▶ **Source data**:
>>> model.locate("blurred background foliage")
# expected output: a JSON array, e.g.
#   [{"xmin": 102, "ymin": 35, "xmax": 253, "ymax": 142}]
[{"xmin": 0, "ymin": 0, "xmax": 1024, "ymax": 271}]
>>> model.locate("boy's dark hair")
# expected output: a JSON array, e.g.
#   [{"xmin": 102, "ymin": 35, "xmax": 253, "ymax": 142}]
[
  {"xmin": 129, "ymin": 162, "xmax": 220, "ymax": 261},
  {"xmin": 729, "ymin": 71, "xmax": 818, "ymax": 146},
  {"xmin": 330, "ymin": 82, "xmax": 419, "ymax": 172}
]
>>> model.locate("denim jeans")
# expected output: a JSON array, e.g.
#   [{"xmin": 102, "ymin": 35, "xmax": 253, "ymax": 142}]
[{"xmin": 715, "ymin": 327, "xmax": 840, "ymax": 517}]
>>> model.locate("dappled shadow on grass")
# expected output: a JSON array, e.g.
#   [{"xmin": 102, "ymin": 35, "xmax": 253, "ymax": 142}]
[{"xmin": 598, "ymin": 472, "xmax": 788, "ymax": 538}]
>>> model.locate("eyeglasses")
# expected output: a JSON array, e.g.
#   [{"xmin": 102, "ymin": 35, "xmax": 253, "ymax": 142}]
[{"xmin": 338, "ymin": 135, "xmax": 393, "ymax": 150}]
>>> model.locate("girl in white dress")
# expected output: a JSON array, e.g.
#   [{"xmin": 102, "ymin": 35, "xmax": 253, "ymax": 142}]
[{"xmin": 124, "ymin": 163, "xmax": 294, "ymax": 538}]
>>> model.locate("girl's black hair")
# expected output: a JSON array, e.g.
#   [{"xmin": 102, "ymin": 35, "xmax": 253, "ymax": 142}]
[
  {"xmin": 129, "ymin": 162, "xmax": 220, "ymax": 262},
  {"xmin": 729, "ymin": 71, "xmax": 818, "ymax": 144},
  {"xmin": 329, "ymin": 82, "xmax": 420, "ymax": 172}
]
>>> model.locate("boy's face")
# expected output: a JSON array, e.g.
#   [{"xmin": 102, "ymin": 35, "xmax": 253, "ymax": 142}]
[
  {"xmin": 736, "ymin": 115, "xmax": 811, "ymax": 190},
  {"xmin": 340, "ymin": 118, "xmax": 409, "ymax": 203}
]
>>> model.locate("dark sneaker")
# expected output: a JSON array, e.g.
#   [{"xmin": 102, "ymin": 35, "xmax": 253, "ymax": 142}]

▶ **DIRECTIVE**:
Set down the entries above again, word for word.

▶ **SOLUTION TO THIS PROBLEM**:
>>> model.locate("blurred background foliage")
# expected output: a JSON array, e.g.
#   [{"xmin": 102, "ymin": 35, "xmax": 253, "ymax": 142}]
[{"xmin": 0, "ymin": 0, "xmax": 1024, "ymax": 271}]
>>> model.locate("boy's dark hair")
# expected output: a JSON array, e.g.
#   [{"xmin": 102, "ymin": 35, "xmax": 253, "ymax": 142}]
[
  {"xmin": 129, "ymin": 162, "xmax": 220, "ymax": 261},
  {"xmin": 729, "ymin": 71, "xmax": 818, "ymax": 146},
  {"xmin": 330, "ymin": 82, "xmax": 419, "ymax": 172}
]
>>> model.locate("denim jeans")
# expected output: a JSON array, e.g.
#   [{"xmin": 102, "ymin": 35, "xmax": 253, "ymax": 142}]
[{"xmin": 715, "ymin": 327, "xmax": 840, "ymax": 517}]
>>> model.locate("dappled shadow on grass")
# expected output: a JSON array, e.g.
#   [{"xmin": 102, "ymin": 35, "xmax": 253, "ymax": 142}]
[{"xmin": 598, "ymin": 472, "xmax": 788, "ymax": 538}]
>>> model.locate("eyeglasses")
# expected output: a JSON array, e.g.
#   [{"xmin": 102, "ymin": 35, "xmax": 253, "ymax": 142}]
[{"xmin": 338, "ymin": 135, "xmax": 393, "ymax": 150}]
>>> model.locate("girl in white dress")
# expected output: a JSON array, e.g.
#   [{"xmin": 102, "ymin": 35, "xmax": 253, "ymax": 142}]
[{"xmin": 124, "ymin": 163, "xmax": 294, "ymax": 538}]
>>> model.locate("girl's black hair")
# expected output: a JSON array, e.g.
#   [{"xmin": 102, "ymin": 35, "xmax": 253, "ymax": 142}]
[
  {"xmin": 129, "ymin": 162, "xmax": 220, "ymax": 262},
  {"xmin": 729, "ymin": 71, "xmax": 818, "ymax": 144},
  {"xmin": 329, "ymin": 82, "xmax": 420, "ymax": 172}
]
>>> model.locate("boy's face")
# expected output: a JSON array, e.g.
#   [{"xmin": 102, "ymin": 35, "xmax": 253, "ymax": 142}]
[
  {"xmin": 736, "ymin": 115, "xmax": 811, "ymax": 190},
  {"xmin": 340, "ymin": 118, "xmax": 409, "ymax": 203}
]
>>> model.locate("dark sneaker")
# expected output: a JSON array, e.g.
#   [{"xmin": 102, "ymin": 35, "xmax": 253, "ymax": 142}]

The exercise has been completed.